GIVEN REQUEST: State how many lines in the entries below contain the string "terracotta", treating case as significant. Give only the number.

Rows from a segmentation dataset:
==========

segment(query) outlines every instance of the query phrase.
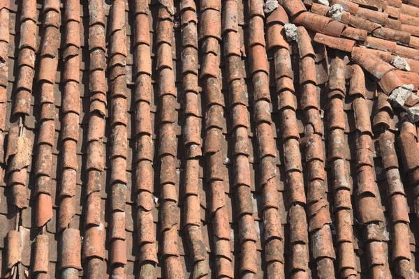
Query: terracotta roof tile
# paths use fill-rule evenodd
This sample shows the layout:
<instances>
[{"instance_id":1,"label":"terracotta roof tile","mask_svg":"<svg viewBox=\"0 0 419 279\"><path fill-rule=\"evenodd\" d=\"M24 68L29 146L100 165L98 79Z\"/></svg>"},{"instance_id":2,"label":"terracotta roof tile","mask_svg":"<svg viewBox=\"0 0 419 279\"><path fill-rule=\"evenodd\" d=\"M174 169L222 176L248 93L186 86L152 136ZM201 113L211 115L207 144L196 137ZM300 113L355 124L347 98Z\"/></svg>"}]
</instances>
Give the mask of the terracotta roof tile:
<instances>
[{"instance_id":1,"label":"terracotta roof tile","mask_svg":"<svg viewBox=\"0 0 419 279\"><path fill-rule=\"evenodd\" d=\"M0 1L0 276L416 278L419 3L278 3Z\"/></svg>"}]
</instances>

==========

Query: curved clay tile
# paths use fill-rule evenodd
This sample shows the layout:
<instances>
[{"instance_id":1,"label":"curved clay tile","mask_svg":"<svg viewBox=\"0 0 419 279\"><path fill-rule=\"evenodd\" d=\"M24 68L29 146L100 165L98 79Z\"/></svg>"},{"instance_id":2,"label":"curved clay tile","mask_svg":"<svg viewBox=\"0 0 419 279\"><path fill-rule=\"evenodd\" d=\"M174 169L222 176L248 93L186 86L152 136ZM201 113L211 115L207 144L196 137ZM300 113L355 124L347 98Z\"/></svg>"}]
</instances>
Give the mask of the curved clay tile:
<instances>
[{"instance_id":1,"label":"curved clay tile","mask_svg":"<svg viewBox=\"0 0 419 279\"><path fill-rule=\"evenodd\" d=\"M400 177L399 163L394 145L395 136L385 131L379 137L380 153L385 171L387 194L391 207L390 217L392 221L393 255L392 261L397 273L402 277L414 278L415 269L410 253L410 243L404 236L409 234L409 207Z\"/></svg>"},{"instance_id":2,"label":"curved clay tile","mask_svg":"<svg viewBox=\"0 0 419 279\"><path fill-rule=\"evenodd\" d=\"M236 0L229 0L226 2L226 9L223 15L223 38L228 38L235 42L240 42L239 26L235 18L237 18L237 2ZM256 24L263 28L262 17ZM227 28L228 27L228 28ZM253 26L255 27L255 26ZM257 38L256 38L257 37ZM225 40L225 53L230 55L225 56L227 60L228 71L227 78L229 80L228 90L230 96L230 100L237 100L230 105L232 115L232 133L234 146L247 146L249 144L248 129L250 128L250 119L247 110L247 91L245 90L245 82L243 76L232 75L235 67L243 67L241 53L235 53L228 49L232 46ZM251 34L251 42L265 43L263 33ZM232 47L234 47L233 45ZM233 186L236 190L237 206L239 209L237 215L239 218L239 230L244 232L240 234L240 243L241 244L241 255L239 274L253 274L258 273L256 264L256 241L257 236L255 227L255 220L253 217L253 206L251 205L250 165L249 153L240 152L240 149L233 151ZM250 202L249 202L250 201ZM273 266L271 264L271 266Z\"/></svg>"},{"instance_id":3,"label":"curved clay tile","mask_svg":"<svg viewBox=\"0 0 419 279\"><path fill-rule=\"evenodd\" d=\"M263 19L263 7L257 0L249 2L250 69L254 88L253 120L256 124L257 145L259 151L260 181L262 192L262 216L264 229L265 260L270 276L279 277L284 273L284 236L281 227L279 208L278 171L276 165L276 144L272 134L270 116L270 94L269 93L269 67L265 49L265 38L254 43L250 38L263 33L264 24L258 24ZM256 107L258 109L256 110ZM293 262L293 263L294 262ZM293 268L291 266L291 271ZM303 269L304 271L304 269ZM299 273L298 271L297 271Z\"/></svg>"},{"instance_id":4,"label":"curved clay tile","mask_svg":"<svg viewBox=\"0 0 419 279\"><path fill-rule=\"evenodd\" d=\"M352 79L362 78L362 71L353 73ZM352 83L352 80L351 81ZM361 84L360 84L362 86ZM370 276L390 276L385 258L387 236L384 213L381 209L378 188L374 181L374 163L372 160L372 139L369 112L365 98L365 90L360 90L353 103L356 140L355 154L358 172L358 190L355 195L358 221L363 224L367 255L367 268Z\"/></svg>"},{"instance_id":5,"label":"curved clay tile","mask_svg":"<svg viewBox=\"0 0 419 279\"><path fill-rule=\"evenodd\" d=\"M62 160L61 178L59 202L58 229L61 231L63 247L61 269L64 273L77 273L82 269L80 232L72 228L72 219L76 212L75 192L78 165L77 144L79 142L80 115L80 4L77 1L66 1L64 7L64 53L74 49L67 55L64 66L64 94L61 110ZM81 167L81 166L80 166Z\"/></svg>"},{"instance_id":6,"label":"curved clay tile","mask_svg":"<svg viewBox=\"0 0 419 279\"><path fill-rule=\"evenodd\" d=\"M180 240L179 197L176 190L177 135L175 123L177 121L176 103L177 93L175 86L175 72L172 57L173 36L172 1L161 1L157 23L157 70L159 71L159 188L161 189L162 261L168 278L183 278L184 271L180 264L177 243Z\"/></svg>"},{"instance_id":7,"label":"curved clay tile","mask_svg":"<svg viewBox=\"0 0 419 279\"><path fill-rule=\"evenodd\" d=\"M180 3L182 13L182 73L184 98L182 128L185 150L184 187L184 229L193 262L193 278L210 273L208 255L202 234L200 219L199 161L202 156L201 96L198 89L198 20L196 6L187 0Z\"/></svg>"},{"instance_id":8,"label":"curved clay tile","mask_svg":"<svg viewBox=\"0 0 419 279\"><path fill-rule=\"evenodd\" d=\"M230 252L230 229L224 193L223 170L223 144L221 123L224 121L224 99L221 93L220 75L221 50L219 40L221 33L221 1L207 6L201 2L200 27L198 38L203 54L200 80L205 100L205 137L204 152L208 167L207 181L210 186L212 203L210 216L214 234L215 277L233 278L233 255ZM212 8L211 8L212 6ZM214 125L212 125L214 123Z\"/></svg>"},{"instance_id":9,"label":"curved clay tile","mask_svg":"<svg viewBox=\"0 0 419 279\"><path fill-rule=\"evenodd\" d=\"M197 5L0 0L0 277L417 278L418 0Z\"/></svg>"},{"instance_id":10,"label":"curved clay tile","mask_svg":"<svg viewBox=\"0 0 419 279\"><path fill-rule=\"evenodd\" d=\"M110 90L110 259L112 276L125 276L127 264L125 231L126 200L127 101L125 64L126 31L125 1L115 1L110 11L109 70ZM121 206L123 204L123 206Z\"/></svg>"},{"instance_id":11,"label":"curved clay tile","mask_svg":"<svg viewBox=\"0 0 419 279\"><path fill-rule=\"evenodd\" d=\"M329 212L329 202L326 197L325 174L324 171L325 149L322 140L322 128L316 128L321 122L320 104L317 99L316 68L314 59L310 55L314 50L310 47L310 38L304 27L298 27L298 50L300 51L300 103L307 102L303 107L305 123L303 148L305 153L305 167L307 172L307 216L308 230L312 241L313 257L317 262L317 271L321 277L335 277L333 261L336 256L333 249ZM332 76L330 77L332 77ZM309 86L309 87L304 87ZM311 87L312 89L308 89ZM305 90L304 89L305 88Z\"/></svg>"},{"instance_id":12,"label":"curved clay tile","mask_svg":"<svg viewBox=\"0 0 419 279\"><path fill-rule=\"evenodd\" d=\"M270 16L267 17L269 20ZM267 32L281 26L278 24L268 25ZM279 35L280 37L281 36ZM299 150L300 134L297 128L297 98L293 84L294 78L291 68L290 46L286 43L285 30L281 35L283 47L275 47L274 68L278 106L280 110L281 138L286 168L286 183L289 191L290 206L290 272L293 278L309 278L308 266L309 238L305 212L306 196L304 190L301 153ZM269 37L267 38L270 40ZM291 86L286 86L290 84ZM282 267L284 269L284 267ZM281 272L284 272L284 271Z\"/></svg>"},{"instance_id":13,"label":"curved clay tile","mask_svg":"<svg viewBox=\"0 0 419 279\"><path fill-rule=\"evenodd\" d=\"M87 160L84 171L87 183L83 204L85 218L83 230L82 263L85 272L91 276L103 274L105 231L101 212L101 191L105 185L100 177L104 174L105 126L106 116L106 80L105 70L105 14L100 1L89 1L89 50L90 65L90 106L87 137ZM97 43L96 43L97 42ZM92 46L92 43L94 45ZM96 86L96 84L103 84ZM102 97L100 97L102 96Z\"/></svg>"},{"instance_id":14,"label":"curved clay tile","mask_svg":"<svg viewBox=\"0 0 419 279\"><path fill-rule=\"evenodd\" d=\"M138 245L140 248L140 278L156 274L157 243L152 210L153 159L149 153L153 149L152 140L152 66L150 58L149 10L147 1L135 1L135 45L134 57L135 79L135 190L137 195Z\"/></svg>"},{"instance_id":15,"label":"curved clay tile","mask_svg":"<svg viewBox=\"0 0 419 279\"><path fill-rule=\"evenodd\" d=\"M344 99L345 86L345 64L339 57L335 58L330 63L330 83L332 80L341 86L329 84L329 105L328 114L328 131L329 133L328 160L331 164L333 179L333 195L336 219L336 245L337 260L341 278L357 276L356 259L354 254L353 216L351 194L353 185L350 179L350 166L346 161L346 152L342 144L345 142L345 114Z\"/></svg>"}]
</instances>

==========

FINISHED ANSWER: 4